Il est vrai que seul un homme de droite comme de Gaulle pouvait avoir le poids de faire accepter par l'état-major l'indépendance de l'Algérie. Mais la situation avait été rendue encore plus complexe en mai 1958 du fait que c'étaient justement les manifestations des ultras de "l'Algérie française" qui l'avaient ramené au pouvoir. Et, pour parvenir à ses fins, de Gaulle dut manœuvrer pendant quatre longues années en équilibre instable sur les forces politiques qui s'affrontaient dans et autour de ce conflit, l'armée et l'extrême droite françaises d'un côté, le FLN et la classe ouvrière française de l'autre.

Dans cette période-là, de 1958 à 1962, de Gaulle gouverna effectivement "au-dessus des partis", ou en tout cas sans eux. Il y eut bien, après les élections de novembre 1958, un parti qui se réclamait ouvertement de lui, l'UNR ("Union pour la Nouvelle République", l'ancêtre du RPR), mais à l'image du Premier ministre que de Gaulle choisit quand il eut lui-même accédé à la présidence de la République, Michel Debré, l'UNR était plus "Algérie française" qu'autre chose, et c'est elle qui dut se rallier à la politique de De Gaulle, pas l'inverse.

◆ **Données de travail**:
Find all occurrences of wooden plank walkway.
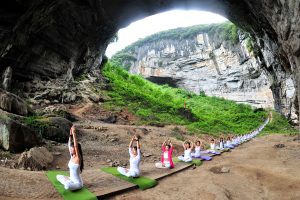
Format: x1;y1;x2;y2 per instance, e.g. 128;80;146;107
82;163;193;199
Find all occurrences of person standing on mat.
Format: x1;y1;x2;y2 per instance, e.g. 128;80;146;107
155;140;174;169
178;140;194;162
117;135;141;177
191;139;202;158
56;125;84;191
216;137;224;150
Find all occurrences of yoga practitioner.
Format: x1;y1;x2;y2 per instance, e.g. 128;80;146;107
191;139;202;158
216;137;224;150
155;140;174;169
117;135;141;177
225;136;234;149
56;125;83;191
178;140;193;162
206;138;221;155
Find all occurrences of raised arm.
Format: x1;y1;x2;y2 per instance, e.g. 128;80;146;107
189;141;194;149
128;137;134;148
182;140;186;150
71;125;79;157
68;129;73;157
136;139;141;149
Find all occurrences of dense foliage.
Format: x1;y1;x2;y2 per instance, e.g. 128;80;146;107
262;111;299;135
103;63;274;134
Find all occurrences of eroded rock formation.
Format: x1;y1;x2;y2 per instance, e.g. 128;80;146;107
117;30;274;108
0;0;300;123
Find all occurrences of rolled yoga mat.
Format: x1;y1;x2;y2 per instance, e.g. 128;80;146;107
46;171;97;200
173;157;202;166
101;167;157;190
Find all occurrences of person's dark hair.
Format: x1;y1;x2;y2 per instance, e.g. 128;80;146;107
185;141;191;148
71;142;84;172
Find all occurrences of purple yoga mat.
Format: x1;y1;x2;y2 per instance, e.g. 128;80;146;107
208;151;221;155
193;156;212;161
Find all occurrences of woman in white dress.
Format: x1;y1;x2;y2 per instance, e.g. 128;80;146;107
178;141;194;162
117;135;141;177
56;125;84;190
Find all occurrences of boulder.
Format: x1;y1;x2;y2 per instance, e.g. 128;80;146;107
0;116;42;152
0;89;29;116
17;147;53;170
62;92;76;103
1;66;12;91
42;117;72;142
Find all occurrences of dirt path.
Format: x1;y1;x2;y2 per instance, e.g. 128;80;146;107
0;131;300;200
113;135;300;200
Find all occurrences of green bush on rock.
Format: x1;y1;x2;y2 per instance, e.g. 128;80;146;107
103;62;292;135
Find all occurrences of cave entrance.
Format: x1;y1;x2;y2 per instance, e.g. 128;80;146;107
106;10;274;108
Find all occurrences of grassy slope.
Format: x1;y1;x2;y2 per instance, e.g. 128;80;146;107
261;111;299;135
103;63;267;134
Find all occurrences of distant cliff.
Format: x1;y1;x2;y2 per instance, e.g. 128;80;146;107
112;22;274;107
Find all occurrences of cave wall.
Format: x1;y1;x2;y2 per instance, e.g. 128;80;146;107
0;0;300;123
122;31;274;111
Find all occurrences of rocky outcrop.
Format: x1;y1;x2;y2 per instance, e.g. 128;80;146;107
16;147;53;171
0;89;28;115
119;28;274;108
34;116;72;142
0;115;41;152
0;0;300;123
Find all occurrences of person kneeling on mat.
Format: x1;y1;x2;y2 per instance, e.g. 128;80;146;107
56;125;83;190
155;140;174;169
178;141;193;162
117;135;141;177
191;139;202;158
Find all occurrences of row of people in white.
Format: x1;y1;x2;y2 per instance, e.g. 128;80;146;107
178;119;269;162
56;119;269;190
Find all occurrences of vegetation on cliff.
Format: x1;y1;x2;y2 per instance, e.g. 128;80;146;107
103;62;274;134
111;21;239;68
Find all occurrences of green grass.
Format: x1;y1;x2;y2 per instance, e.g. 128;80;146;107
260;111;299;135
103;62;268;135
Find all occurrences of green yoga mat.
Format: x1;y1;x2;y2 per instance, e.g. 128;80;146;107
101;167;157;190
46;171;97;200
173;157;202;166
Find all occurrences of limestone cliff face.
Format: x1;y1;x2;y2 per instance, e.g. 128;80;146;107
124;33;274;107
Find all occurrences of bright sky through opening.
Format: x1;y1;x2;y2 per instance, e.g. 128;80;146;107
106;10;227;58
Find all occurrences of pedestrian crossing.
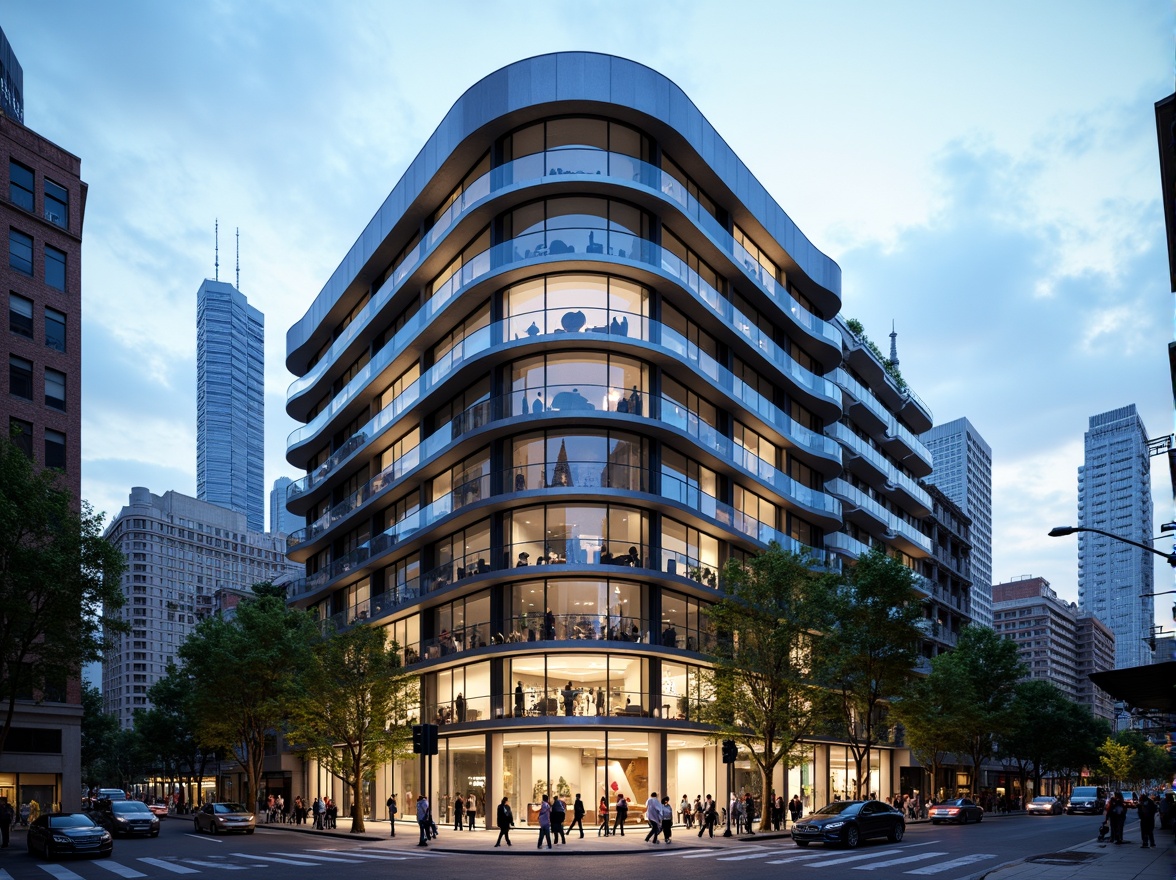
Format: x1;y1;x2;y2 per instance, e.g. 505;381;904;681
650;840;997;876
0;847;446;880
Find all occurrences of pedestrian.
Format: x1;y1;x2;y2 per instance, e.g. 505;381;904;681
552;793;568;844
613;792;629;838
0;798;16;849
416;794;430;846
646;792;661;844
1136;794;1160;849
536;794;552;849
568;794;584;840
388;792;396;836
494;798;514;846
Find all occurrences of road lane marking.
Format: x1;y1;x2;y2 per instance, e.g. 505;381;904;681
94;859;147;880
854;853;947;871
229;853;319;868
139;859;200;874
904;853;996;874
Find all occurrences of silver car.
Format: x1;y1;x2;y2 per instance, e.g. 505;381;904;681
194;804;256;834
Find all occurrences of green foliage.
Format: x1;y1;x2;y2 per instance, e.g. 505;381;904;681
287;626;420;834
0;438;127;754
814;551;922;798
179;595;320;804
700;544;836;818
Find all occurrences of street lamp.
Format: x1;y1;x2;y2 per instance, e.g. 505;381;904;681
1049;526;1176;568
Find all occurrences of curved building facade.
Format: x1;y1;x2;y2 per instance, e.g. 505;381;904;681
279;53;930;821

==

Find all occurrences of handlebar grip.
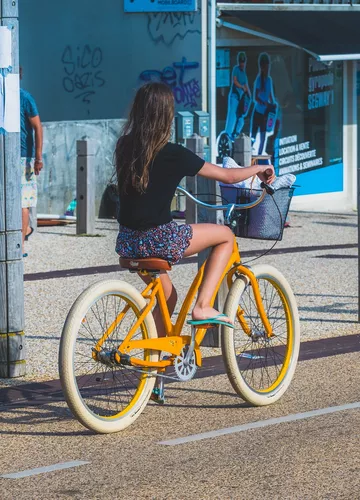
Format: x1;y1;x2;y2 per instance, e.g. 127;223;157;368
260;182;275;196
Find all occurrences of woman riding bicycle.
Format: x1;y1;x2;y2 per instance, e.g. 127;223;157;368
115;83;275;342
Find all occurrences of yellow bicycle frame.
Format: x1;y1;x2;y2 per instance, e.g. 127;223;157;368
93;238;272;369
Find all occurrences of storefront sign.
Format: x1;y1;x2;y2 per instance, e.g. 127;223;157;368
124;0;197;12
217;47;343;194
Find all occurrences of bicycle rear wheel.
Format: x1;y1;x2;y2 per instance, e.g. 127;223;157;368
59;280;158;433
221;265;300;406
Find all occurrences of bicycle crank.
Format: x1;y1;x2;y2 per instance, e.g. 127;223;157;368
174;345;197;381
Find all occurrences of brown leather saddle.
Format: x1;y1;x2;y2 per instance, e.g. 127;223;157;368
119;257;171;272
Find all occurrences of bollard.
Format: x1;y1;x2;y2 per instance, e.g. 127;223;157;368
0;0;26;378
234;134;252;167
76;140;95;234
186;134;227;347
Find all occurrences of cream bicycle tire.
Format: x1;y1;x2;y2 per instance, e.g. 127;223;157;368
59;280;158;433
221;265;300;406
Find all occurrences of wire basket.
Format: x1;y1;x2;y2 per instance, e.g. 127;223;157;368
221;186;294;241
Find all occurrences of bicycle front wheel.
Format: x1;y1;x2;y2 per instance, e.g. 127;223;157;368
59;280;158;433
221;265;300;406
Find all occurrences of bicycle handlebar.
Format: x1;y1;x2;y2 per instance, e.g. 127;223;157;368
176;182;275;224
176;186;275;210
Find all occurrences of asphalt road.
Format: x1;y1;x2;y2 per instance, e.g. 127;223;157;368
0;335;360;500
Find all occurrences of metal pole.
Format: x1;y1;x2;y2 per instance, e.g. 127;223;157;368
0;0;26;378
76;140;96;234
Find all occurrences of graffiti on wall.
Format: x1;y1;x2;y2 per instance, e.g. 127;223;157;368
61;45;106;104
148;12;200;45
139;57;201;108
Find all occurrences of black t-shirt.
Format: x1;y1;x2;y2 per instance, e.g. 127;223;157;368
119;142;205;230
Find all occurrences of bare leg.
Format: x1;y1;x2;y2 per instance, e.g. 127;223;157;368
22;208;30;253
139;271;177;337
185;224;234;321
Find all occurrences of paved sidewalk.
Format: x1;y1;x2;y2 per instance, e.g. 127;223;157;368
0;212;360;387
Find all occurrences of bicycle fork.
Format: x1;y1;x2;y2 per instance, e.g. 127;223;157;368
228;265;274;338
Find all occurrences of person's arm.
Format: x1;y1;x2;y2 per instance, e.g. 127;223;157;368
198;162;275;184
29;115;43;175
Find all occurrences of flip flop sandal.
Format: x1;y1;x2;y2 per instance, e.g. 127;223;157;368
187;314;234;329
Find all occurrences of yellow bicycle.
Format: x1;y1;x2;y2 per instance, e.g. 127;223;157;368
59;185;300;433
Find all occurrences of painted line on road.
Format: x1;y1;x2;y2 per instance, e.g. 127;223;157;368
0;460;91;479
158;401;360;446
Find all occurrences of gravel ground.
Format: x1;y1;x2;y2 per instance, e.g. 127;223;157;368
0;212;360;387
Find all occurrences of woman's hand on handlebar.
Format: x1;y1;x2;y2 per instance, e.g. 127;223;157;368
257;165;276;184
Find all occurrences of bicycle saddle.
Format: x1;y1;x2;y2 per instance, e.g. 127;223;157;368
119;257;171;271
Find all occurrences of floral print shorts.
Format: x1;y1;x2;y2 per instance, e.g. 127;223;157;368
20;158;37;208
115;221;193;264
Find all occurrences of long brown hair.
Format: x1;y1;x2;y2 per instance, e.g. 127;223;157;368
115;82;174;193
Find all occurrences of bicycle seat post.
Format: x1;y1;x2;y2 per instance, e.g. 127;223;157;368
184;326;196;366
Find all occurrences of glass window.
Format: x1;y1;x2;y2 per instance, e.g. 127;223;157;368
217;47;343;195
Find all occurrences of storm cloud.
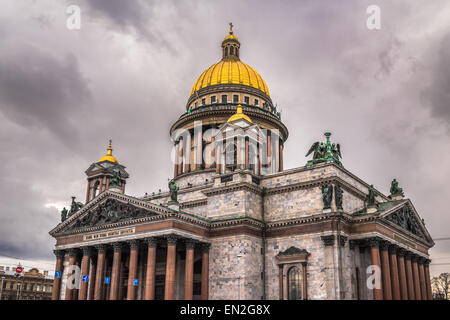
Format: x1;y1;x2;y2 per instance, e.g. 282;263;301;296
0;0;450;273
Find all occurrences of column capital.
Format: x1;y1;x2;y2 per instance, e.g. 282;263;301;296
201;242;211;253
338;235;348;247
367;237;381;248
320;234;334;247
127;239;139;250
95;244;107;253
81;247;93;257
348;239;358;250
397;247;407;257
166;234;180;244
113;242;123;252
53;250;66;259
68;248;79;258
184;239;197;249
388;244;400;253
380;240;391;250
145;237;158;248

◆ **Travail à faire**:
**A)** Recopiez à l'identique les entrées situées entre la ligne contenant "Find all occurrences of dense foliage." et celle contenant "106;10;274;108", ces deux lignes comprises.
**B)** Poursuivez, s'il vous plaît, le texte sur de Gaulle et l'Algérie après sa dernière phrase.

◆ **Les réponses**:
**A)**
Find all occurrences of dense foliage.
Format: x1;y1;x2;y2 per instance, e.g. 128;80;146;107
262;111;299;135
103;63;274;134
Find all occurrences of eroded rock formation.
Format: x1;y1;x2;y2 per instance, e.g. 128;80;146;107
117;30;274;108
0;0;300;123
Find all occurrences of rolled yoga mat.
Format: x1;y1;x2;y2 per instance, e.g. 128;80;146;107
46;171;97;200
173;157;202;166
101;167;157;190
Find all occurrences of person's dark hair.
Format: x1;y1;x2;y2 per instance, e.g. 128;80;146;107
185;141;191;148
71;142;84;172
Find all occurrences of purple yoga mat.
Format: x1;y1;x2;y2 per instance, e.g. 128;80;146;107
208;151;221;155
193;156;212;161
Find all occurrences of woman in white dress.
Format: x1;y1;x2;y2 per instance, e.g. 128;80;146;107
178;141;194;162
117;135;141;177
56;125;84;190
Find all occurrences of boulder.
Format: x1;y1;x2;y2 per instance, e.g. 128;80;146;107
0;116;42;152
0;89;29;116
17;147;53;170
62;92;76;103
1;66;12;91
42;117;72;142
Find all occurrences of dirt path.
Format: x1;y1;x2;y2 per instance, e.g. 128;80;146;107
0;131;300;200
113;135;300;200
Find all occurrences of green bush on rock.
Format: x1;y1;x2;y2 per instance, e.g. 128;80;146;107
103;62;292;135
Find all occurrences of cave entrance.
Format: x1;y1;x2;y2 per instance, e.g. 128;80;146;107
106;10;274;108

**B)**
Ce qui, sur le plan des institutions, symbolisa le caractère arbitral du pouvoir gaulliste en ces années-là, ce fut le recours systématique aux référendums qui permettaient à de Gaulle de s'appuyer sur le soutien de l'opinion publique (79,2 % de "oui" au référendum sur l'adoption de la nouvelle constitution en septembre 1958 ; 75,2 % de "oui" à celui sur la politique d'autodétermination en Algérie en janvier 1961 ; 90,6 % de "oui" à celui sur l'approbation des accords d'Evian mettant fin à la guerre d'Algérie en avril 1962).

La signature des accords d'Evian ne mit pas fin du jour au lendemain à ce caractère bonapartiste du pouvoir gaulliste, car pendant plusieurs mois encore, la vie politique française fut marquée par les attentats de l'OAS, et de Gaulle continua de jouer les équilibristes, apparaissant aux yeux de la population française comme un recours contre l'extrême droite, se servant de la menace représentée par celle-ci pour imposer des sacrifices aux travailleurs.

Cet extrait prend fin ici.